Exercise 1:
Rewrite the paragraph of the blog post about videos that begins "I have been working a lot in Linux lately" more briefly, keeping its main facts.

Document segment:
·····
Videos Help Fill in the Gaps

By | 2012/01/20

It’s no secret that I am not the biggest fan of videos as a vehicle for technical communication. Not that my personal preferences have much to do with whether a video is the best medium for other people, but I’ve complained enough about videos in the past that should acknowledge when I find a video to be the best solution, as I did for a problem I had to solve today. Plus, I think I have figured out a useful property of videos that is worth making a note of: videos help fill in the gaps.

I have been working a lot in Linux lately, in part because I have a client whose SVN repository I need to connect to, and that repository includes files with names that are illegal on Windows. On my main Windows machine, I have an Ubuntu virtual machine running in VirtualBox. So, I created my SVN working copy on that virtual machine and installed a bunch of tools so that I could do my work in Ubuntu on the virtual machine.

That has worked fine for the last few months, but today the update manager tried to update my Ubuntu install and told me I was out of hard disk space. I guess when I first set up that virtual machine, I had not intended to put so much stuff on it, and the original 8GB assigned to it was full. I needed to add more space to the Virtual Box virtual drive, and then expand my Ubuntu partition to use it.

I Googled “expand virtualbox disk” and got a whole bunch of hits. Most of them were bang on topic, but most of then seemed to be written on the assumption that I knew a bit more about virtual machines than I actually do. Virtual machines are pretty much a black box to me, and it was clear that this operation had to be done with a command line utility. It wasn’t completely clear to me exactly were certain command were supposed to be run, or what files I was supposed to run them on. And it was not an exactly a lets-try-this-and-see-what-happens kind of operation. I wanted to make sure I got it right.

At that point, I discovered this video. ALERT: The video has sound. (<– Baker’s Top Tip: Always warn the reader before you invite them to click on something that will make noise.)
·····
Exercise 2:
Count the lines in the entries that contain the string "image" and give only that number.

Entries on locating named items:
·····
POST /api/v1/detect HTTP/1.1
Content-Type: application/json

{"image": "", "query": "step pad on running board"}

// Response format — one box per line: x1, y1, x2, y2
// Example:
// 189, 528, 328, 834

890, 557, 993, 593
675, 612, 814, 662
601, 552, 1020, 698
·····
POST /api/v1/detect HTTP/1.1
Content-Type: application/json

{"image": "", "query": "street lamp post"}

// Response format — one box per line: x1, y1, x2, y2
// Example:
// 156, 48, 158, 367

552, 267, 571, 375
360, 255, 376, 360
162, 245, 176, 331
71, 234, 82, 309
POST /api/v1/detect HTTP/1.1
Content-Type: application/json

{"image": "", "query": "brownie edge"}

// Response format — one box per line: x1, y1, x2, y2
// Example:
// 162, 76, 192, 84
·····
Result 1:
I have been working in Linux lately, partly because a client's SVN repository contains files whose names are illegal on Windows. My main Windows machine runs an Ubuntu virtual machine in VirtualBox, so I created my SVN working copy there and installed tools to do my work in Ubuntu.

Result 2:
3